[ACTION ITEM]:
Each line of the data below that holds the word "plush" is to be reported in full.
########################################
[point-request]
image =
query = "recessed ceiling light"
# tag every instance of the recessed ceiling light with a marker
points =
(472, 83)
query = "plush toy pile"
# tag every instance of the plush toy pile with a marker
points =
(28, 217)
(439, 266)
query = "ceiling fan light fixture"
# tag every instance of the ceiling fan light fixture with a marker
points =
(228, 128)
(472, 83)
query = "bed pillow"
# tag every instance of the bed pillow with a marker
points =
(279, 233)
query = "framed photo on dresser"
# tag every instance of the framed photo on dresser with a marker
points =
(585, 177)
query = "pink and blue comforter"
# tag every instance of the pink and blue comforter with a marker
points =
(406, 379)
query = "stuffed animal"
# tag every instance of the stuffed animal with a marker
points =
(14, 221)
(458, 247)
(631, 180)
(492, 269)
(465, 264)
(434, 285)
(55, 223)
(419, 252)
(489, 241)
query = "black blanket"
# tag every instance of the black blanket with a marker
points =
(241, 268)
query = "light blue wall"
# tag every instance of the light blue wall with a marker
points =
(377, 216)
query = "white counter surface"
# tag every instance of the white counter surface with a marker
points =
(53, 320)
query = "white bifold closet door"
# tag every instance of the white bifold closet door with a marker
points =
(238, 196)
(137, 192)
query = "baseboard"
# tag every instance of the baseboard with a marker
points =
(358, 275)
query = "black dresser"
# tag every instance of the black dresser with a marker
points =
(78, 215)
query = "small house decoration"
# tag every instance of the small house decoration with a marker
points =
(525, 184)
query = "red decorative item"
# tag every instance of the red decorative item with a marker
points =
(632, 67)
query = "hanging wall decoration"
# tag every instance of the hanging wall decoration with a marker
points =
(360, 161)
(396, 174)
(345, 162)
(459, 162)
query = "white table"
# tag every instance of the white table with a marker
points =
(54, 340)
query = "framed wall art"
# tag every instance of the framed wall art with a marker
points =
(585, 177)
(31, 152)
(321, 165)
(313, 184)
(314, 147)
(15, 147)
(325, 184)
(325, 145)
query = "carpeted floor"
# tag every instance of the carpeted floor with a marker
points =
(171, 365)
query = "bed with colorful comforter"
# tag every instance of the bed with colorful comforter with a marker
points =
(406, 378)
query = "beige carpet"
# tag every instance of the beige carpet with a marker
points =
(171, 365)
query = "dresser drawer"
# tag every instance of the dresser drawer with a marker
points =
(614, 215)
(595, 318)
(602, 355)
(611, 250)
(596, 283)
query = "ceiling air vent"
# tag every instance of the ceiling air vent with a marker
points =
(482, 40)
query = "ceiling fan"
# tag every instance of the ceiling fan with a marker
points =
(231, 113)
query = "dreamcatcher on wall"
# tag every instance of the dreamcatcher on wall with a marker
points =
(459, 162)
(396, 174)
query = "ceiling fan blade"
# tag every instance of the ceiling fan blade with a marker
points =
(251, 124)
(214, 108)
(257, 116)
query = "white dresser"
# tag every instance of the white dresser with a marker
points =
########################################
[RESULT]:
query = "plush toy pile"
# tag every instance of the plush toy pile with a marker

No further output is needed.